--- TASK OBJECTIVE ---
List every place name that appears in the book review below.

--- TEXT SHOWN ---

Book Review: Beneath the Tamarind Tree, Isha Sesay
Nonfiction: Beneath the Tamarind Tree, Isha Sesay
Former CNN journalist Isha Sesay covered the story of the kidnapped girls from Chibok, Nigeria from the beginning. In April, 2014, gunmen from Boko Haram attacked the small town of Chibok. One of their targets was the school. Boko Haram, a radical Islamist group, is particularly opposed to girls and women receiving an education, and the Chibok school housed several hundred young women as boarders for secondary education. Over 200 girls were taken by their kidnappers that night. Most of them remain missing almost six years later.
Sesay’s reporting is both thorough and deeply personal. She cares about these girls, identifies with them as sisters from Africa, sees their desire for education as a mirror of the journeys taken by her own mother and herself, and recognizes the Boko Haram as an enemy to all women who seek to better themselves and choose their own lives. She reminds us through the power of her words of the old journalism school mantra: If one person says it is raining and another says it is sunny, it is not a reporter’s job to restate both positions. A reporter’s job is to look out the window and see what is happening. In these days of “both sides” and being held prisoner to the moment, Sesay chooses to pursue the truth.
Beneath the Tamarind Tree is also part memoir. During this same time period Sesay’s mother collapsed from a brain aneurysm. Her biggest cheerleader and best friend, Sesay shares her own terror and loss at the thought of losing her mother permanently. As of the book’s writing her mother continues to cling to life, but it is still a day-to-day battle that she faces.

Saved data entries
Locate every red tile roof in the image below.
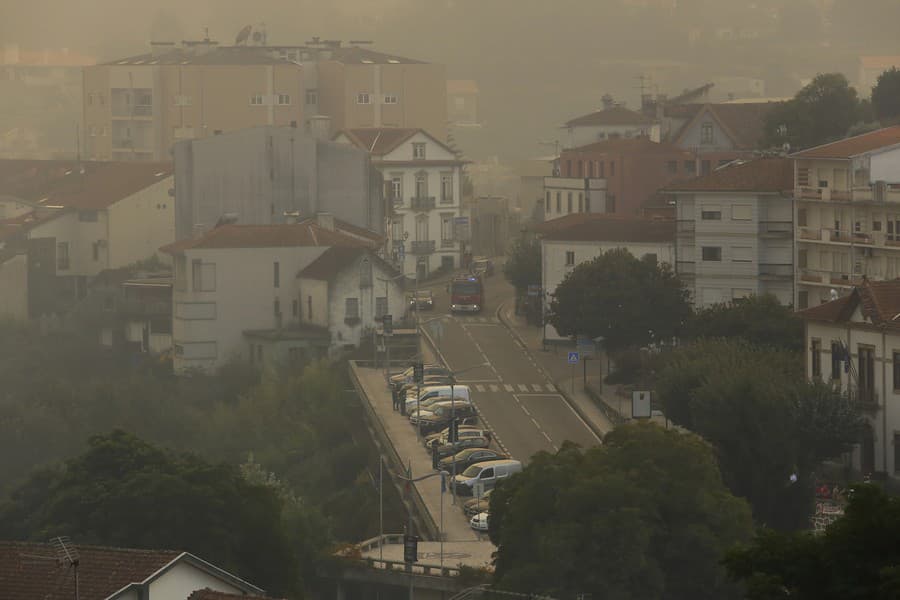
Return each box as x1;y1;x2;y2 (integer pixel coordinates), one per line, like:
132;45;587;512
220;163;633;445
565;106;656;127
160;221;373;254
663;157;794;193
535;213;675;243
0;159;173;210
0;542;182;600
791;125;900;158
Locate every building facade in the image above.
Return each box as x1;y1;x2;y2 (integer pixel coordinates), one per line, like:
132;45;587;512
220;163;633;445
666;158;794;308
536;214;675;342
335;129;464;279
792;126;900;308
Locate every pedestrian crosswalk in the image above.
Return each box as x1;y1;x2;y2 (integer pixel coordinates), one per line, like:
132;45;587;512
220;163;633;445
470;383;557;394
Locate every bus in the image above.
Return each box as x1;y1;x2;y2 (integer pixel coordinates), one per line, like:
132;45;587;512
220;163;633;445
450;275;484;312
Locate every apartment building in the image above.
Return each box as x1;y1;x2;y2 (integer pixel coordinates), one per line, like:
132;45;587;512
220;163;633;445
174;126;385;239
335;128;465;279
535;213;675;342
798;280;900;481
83;38;447;160
665;157;794;308
791;126;900;308
162;214;405;373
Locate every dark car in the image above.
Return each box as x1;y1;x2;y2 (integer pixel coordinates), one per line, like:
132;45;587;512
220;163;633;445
407;290;434;310
440;448;509;476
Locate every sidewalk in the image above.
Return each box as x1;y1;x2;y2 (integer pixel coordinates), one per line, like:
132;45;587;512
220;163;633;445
497;302;619;438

--- EXERCISE RESULT ---
Chibok, Nigeria, Africa